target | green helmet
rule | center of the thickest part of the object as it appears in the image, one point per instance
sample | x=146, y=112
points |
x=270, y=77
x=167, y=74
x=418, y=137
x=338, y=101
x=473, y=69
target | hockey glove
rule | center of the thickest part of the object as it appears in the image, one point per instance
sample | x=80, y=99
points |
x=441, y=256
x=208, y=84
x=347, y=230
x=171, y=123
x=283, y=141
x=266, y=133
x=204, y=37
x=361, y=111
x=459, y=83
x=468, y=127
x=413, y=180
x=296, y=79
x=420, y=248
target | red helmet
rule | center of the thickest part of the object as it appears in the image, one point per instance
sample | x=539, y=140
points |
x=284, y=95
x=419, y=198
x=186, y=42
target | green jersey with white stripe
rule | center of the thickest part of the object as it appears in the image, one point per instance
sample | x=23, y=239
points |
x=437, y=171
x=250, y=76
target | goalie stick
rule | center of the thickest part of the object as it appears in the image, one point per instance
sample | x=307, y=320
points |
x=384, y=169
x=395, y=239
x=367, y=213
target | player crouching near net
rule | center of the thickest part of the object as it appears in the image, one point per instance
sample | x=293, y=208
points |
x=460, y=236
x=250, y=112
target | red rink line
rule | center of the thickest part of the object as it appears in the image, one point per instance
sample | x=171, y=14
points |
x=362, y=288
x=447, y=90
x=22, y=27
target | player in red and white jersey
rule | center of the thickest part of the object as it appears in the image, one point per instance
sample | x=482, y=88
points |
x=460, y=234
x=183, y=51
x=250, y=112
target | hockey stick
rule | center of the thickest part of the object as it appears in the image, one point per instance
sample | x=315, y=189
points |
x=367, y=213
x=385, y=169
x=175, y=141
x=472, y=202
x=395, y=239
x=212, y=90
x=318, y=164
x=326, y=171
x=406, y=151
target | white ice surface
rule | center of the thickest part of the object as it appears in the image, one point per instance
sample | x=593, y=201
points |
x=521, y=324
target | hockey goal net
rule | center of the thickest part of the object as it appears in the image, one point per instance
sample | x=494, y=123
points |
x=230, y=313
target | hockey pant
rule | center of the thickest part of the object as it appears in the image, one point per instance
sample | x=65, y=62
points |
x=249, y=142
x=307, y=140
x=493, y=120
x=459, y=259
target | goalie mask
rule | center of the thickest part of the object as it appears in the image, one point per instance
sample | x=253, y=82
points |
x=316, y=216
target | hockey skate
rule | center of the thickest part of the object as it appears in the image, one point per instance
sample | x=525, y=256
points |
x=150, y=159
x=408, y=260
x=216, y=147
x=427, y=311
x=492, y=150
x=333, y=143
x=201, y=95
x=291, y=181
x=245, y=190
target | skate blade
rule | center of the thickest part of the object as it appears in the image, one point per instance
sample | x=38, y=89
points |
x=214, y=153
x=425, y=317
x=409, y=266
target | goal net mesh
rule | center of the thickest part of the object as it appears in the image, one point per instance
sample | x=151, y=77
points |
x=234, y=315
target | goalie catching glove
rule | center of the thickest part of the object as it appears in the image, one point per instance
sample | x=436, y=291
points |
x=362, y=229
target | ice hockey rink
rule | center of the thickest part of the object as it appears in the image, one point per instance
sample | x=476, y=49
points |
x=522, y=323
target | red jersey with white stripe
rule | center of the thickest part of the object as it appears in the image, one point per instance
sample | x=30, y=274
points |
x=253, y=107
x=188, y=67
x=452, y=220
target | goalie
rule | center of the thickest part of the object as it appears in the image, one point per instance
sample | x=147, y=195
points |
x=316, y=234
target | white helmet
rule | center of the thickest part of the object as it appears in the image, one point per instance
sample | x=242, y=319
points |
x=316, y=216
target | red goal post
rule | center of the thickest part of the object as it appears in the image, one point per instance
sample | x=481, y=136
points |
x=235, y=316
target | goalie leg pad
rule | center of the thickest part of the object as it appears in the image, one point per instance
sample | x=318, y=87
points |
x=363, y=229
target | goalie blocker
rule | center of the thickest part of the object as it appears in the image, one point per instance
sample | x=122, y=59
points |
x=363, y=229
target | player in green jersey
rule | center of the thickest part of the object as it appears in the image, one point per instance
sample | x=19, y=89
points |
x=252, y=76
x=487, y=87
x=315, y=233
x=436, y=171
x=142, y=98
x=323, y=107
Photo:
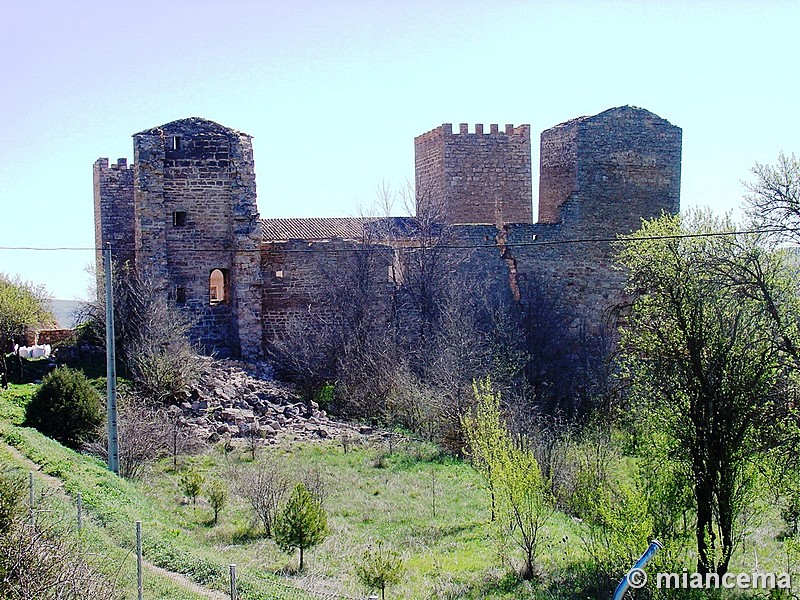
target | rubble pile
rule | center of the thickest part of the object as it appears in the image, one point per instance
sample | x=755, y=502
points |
x=239, y=400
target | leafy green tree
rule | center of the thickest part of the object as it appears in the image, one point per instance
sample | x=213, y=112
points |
x=22, y=305
x=705, y=366
x=66, y=408
x=302, y=524
x=379, y=568
x=774, y=198
x=527, y=504
x=486, y=437
x=520, y=495
x=192, y=483
x=217, y=495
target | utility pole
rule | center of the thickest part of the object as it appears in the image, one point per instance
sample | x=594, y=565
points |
x=111, y=369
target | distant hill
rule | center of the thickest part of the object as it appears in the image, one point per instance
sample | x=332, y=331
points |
x=64, y=310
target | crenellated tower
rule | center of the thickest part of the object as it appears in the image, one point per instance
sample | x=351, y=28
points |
x=113, y=209
x=479, y=177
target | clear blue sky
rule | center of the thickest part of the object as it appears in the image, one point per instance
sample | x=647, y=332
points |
x=334, y=93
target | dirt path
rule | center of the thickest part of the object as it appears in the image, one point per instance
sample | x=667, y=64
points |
x=57, y=485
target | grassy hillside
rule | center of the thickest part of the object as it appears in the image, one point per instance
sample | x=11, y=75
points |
x=431, y=508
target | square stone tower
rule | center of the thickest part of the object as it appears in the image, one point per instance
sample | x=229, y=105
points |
x=604, y=173
x=185, y=215
x=480, y=177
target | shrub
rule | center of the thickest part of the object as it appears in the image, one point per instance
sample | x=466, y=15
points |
x=192, y=483
x=217, y=495
x=66, y=408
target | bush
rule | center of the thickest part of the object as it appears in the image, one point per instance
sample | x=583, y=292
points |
x=66, y=408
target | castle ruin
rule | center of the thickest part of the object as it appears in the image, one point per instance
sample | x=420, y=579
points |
x=185, y=215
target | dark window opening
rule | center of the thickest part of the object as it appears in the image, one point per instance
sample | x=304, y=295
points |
x=218, y=287
x=179, y=218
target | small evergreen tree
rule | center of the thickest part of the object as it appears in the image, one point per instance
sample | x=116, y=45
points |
x=66, y=408
x=217, y=495
x=191, y=483
x=379, y=568
x=302, y=523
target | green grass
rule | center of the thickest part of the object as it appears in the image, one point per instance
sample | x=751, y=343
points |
x=431, y=508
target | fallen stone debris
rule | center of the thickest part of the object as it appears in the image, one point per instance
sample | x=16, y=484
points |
x=235, y=400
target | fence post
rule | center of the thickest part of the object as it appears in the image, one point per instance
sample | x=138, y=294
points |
x=233, y=582
x=30, y=498
x=139, y=558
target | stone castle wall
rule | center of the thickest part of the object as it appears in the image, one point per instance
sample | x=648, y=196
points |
x=113, y=204
x=188, y=207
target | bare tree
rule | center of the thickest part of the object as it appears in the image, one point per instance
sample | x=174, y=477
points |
x=152, y=335
x=774, y=197
x=142, y=435
x=265, y=485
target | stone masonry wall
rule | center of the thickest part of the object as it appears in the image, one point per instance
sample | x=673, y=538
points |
x=601, y=175
x=113, y=209
x=195, y=213
x=480, y=177
x=296, y=274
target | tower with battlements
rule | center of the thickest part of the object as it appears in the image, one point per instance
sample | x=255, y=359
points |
x=185, y=215
x=478, y=177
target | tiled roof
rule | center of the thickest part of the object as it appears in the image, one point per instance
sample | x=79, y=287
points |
x=312, y=228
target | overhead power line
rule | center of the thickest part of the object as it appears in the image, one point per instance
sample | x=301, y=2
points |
x=495, y=245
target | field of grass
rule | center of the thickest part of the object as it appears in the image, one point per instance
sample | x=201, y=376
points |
x=431, y=508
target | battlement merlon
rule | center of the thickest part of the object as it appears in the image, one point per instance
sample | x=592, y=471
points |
x=445, y=130
x=121, y=164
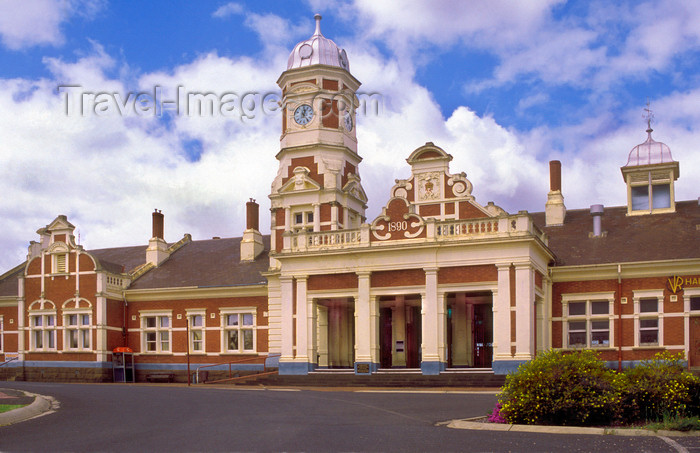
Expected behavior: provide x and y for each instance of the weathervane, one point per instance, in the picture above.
(648, 115)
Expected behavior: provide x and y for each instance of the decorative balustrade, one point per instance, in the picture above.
(517, 225)
(462, 228)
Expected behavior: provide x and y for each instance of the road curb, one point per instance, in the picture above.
(40, 406)
(470, 423)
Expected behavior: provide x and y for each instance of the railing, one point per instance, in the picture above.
(516, 225)
(326, 239)
(460, 228)
(8, 361)
(230, 370)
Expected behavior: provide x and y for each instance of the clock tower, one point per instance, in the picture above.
(317, 187)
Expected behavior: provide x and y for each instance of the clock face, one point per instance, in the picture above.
(303, 114)
(348, 121)
(343, 58)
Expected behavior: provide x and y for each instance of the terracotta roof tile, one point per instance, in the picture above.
(213, 262)
(8, 281)
(627, 239)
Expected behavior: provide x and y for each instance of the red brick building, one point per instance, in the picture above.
(436, 282)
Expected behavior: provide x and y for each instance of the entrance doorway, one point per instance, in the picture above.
(469, 330)
(694, 346)
(335, 333)
(400, 331)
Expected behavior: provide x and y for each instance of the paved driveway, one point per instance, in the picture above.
(119, 417)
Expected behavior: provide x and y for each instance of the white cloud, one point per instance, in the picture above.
(229, 9)
(38, 22)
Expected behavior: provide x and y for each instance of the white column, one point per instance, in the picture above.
(430, 324)
(287, 219)
(101, 321)
(317, 217)
(363, 325)
(312, 353)
(287, 299)
(302, 321)
(442, 328)
(334, 216)
(501, 315)
(273, 229)
(524, 311)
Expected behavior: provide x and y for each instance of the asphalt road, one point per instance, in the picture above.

INSTRUCTIONS FOR THE TASK: Would you give again, exactly, the lines in the data above that run from the line containing "target | player in green jersey" to the line containing "target | rubble pile"? Include both ends and no pictures.

REPLY TO THE TASK:
target | player in green jersey
rule | center of the thickest part of the object as it appears in the image, one point per instance
sample | x=19, y=89
points |
x=252, y=76
x=487, y=87
x=315, y=233
x=436, y=171
x=142, y=98
x=323, y=107
Photo:
target | rubble pile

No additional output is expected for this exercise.